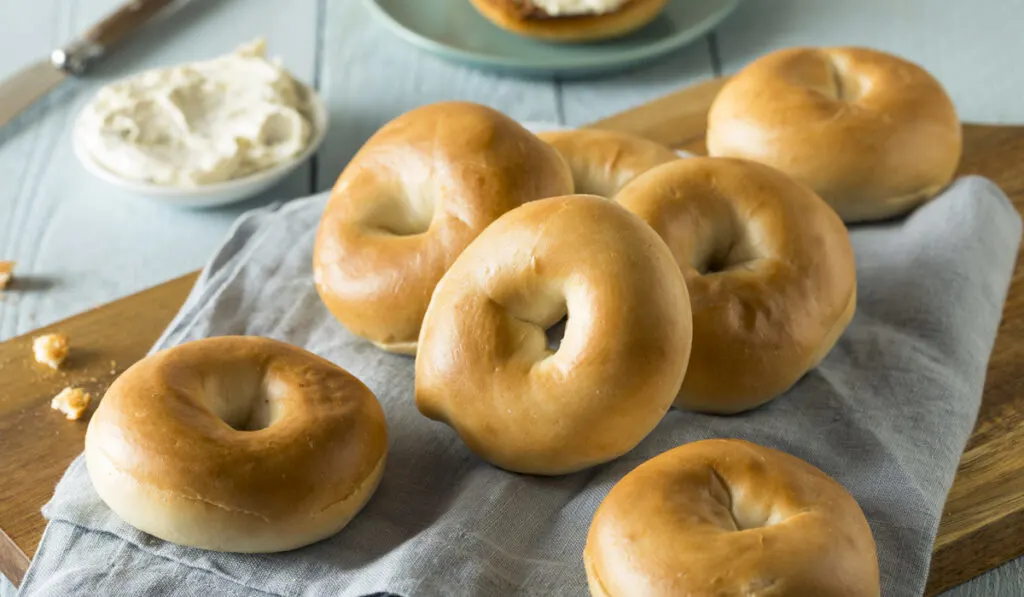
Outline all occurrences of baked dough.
[615,158,857,414]
[708,47,962,222]
[313,101,572,354]
[85,336,387,552]
[584,439,881,597]
[416,196,691,475]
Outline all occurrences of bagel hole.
[709,467,783,532]
[694,243,757,275]
[203,369,281,431]
[545,315,569,352]
[362,194,434,237]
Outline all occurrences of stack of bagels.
[86,44,961,597]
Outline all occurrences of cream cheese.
[75,40,312,186]
[532,0,629,16]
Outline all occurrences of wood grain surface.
[0,80,1024,595]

________________

-- Problem statement --
Copy every line of the data above except the pictures, keeping the text lines unchanged. Multiply each bounding box coordinate by 0.4 and round it to a whole number, with halves going up.

-- Result of this exercise --
Outline all occurrences of baked dough.
[246,63,343,166]
[283,19,385,89]
[125,40,229,142]
[34,134,155,221]
[234,176,352,239]
[166,78,276,190]
Outline all occurrences of bagel hole.
[284,187,313,213]
[278,97,303,110]
[81,148,112,172]
[218,126,228,141]
[145,78,174,95]
Outline all occurrences of stack of bagels.
[34,18,384,239]
Outline all occurrences of cream cheese.
[30,16,125,74]
[213,0,252,6]
Outline all occurrences of wood grain surface.
[0,32,410,238]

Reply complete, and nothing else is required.